§ Exercise directions: Turn each line of the listing below into an item of a numbered list, leaving out any blank lines.

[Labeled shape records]
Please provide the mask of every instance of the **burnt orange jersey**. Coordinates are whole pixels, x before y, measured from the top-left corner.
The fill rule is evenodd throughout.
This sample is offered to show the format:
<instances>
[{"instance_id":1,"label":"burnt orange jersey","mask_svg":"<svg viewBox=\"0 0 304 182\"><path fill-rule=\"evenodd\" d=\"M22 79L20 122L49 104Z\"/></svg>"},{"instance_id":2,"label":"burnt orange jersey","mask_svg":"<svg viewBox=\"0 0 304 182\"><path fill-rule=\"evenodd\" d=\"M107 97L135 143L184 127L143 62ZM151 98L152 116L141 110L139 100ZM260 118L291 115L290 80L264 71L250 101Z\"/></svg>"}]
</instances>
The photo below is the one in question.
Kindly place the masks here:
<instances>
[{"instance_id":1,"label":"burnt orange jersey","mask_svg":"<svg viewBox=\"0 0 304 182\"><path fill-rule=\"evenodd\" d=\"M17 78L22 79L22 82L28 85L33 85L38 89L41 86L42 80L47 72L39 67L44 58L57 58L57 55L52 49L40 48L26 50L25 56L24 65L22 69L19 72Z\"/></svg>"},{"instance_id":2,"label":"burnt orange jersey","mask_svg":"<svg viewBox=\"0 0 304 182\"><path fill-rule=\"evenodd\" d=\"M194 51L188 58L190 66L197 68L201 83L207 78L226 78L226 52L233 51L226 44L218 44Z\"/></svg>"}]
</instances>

§ Solution for this exercise:
1. Please provide the mask of every instance of the **burnt orange jersey**. Coordinates are whole pixels, x before y, measured from the top-left corner.
2. The fill rule is evenodd throughout.
3. This sample is offered to show the format:
4. <instances>
5. [{"instance_id":1,"label":"burnt orange jersey","mask_svg":"<svg viewBox=\"0 0 304 182\"><path fill-rule=\"evenodd\" d=\"M22 79L20 122L49 104Z\"/></svg>"},{"instance_id":2,"label":"burnt orange jersey","mask_svg":"<svg viewBox=\"0 0 304 182\"><path fill-rule=\"evenodd\" d=\"M107 97L135 143L184 127L143 62ZM151 98L152 116L141 110L139 100ZM260 118L291 115L290 80L264 71L250 101Z\"/></svg>"}]
6. </instances>
7. The photo below is the one in question.
8. Kindly place the masks here:
9. <instances>
10. [{"instance_id":1,"label":"burnt orange jersey","mask_svg":"<svg viewBox=\"0 0 304 182\"><path fill-rule=\"evenodd\" d=\"M17 78L22 79L22 82L28 85L33 85L38 89L41 86L42 80L47 72L39 67L44 58L57 58L57 55L52 49L40 48L26 50L25 56L24 65L22 69L19 72Z\"/></svg>"},{"instance_id":2,"label":"burnt orange jersey","mask_svg":"<svg viewBox=\"0 0 304 182\"><path fill-rule=\"evenodd\" d=\"M194 51L188 58L190 66L197 68L201 83L207 78L226 78L226 52L233 51L226 44L218 44Z\"/></svg>"}]
11. </instances>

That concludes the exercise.